→ WHAT IS EXPECTED: The answer is an exact repetition of every entry, with all images left out.

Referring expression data
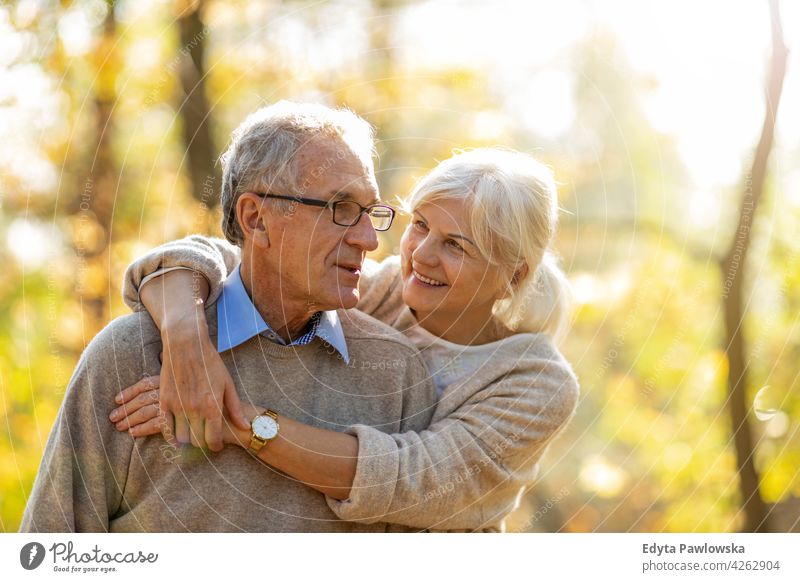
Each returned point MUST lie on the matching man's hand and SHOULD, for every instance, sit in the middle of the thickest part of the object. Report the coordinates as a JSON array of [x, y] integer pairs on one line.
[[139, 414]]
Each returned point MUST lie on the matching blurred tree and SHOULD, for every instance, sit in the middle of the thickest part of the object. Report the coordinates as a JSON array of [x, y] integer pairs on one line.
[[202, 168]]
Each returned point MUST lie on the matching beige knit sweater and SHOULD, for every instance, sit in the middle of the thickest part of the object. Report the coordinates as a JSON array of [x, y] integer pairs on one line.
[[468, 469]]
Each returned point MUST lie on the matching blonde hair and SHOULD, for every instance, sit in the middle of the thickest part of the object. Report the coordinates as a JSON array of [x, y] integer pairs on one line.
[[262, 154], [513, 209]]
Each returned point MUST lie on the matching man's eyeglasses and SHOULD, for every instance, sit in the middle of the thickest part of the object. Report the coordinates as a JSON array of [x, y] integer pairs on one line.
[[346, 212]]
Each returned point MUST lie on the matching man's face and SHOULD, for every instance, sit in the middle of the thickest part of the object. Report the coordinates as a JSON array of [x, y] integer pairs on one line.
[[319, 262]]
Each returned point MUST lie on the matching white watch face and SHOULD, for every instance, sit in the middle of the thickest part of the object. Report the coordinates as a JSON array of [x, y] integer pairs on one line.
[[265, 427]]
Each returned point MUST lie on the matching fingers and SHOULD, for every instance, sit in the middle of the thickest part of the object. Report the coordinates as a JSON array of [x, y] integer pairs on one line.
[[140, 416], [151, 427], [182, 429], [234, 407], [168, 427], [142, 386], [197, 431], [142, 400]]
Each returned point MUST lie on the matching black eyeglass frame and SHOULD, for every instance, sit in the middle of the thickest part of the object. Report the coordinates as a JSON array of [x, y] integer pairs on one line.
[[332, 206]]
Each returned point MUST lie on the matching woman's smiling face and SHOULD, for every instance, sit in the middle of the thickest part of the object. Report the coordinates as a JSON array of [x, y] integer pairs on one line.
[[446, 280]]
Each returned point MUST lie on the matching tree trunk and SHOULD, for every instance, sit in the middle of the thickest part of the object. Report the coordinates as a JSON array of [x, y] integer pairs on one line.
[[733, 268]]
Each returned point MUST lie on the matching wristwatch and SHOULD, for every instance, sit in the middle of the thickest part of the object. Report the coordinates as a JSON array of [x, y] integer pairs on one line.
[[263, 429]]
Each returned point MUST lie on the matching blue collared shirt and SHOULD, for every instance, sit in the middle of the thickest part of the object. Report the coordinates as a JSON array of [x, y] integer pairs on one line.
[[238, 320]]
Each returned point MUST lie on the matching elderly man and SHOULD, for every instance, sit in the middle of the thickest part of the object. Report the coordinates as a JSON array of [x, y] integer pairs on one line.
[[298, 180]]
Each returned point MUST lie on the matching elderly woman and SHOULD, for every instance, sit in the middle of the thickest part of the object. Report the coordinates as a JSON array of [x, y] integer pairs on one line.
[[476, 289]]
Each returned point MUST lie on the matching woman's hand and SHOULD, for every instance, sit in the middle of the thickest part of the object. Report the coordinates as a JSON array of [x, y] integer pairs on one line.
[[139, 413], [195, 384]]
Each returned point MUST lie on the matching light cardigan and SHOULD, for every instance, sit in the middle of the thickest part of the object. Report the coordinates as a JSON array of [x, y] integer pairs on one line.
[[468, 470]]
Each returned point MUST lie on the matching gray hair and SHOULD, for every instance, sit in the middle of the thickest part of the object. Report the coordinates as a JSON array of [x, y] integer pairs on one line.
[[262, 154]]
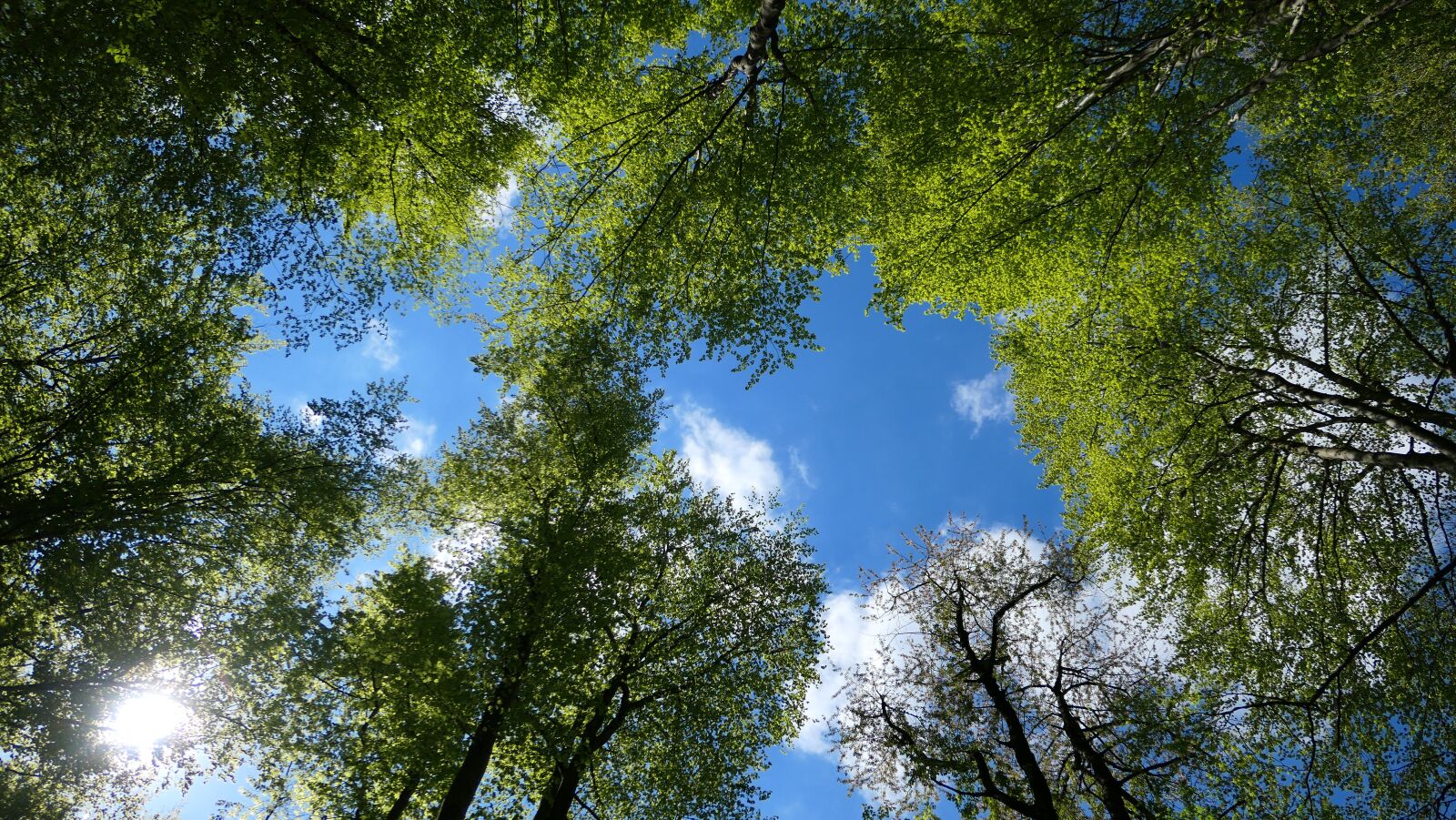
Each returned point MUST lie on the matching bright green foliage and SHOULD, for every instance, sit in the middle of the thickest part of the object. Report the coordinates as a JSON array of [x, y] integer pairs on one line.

→ TASK RESPONSE:
Each returned point MUST lie on the matching man's hand and SHOULD, for every instance, sit in the middle of the thickest part of the object. Report the coordinates as a JSON array of [x, y] integer pairs on one line.
[[139, 414]]
Each returned point MUST lie on the matching blurred tree and SHOULD, for every instance, sit in the middle of the thickest part of the object. Report the coordinates as a JSON array of [x, y] integer pairs on one line.
[[202, 168]]
Each returned point MUST lie on the matching beige knit sweater and SHOULD, for every instance, sit in the middle of the thickest part of the object. Report the coordinates as a JSON array of [x, y] integer pairs on one line.
[[468, 469]]
Each returned point MUST lie on the matching blonde hair and SHOULD, for every instance, sit in the middle of the thickest part of the object. Report the coordinates as a JSON array of [x, y] integer pairs on one line.
[[262, 154], [513, 209]]
Each returned point MUST lie on the matching man's eyeglasses and SHOULD, for every instance, sit in the middle of the thickest part of the object. Report the coordinates as a JSON array of [x, y] integer pairs on one line.
[[346, 212]]
Each returned point MUST lie on the matching man's face and SHOULD, for every instance, sit in the middle of the thickest part of the object. Report the coordinates as a JSON array of [x, y] integer pairs on one line.
[[319, 262]]
Each returned point MUST lie on the matching white watch face and SHOULD, for every instance, sit in the middle of the thickest part of the object. Report the coordinates as a JSON array of [x, y] integer pairs on one line.
[[265, 427]]
Each returned point MUST lie on the matching fingers and SHOULD, for every instance, sit in the middle of the thickest part of the object. Report the coordinates as a JSON array of [x, y] integer pairs on one line.
[[140, 416], [151, 427], [182, 429], [234, 407], [168, 427], [142, 386], [197, 431], [142, 400]]
Each returned point MUST lie on the matching black eyeglass frame and SHOULD, for every instance, sit in the middle of the thickest part of the object. Report the coordinates as a JSON array of [x, y] integer pairs on one line.
[[332, 206]]
Each returned point MUST lie on the matching woman's smiling face and SHOULD, for every instance, sit in the middle of the thickest part of the object. Report the coordinates as a JSON array of [x, y] integer pairs on one line.
[[446, 280]]
Each returned point MUST lie on the matching tree trunk and SHOULD, for every instance, sit in the middle of the thickest part of the object. Report the coordinates as a JSON array of [x, y] integer pairs on one line.
[[733, 268]]
Each returned point MUST lie on the matching wristwatch and SHOULD, for every instance, sit in the middle of the thickest part of the object. Report the coordinates as a JSON array of [x, y] integer pairs on one line.
[[263, 429]]
Each returned point MUST lie on the matching blue collared shirt and SHOULD, for every instance, sit in the middle of the thickest part of the object. Report the coordinates as a JSON array of [x, y] integer pairs on one line.
[[238, 320]]
Each returned point MUST lie on the matching elderly man and SHOULD, for every instance, sit in the middle of the thickest part of the object. Report the coordinates as a JSON array of [x, y] integer pairs on one line.
[[298, 180]]
Each returned point MUST lie on the matching elderly woman and SHOULD, for every instance, sit in the middle of the thickest part of the object. Report the coordinates as a JSON array of [x, y] integer pairs on one line.
[[476, 289]]
Each returned point MUST lie on the matching woman's hand and SHOULD, for every instance, sit in the middle of the thickest part of the object. Report the coordinates as a JSON array of [x, y] integer pairs on one line.
[[139, 413], [195, 384]]
Each returned point MUST lie on the matching light cardigan and SHOULD, for every instance, sit in the middle of the thickest part of the object. Report the coordinates as a JSON array of [x, y] integer pairs on one line.
[[468, 470]]
Each returned point MUST lie on the matching gray hair and SHOULD, for every instance, sit in the middle of the thickest part of the object. Report the coordinates as a JSON array of [x, y] integer pairs on one line.
[[262, 154]]
Each returned point MUST lie on the matching bright green foliage and SHOULD, for every instance, sit in the middle of the thickest part of the object. Report the coordinates as a JSON array of [x, y] integer pairs on one line.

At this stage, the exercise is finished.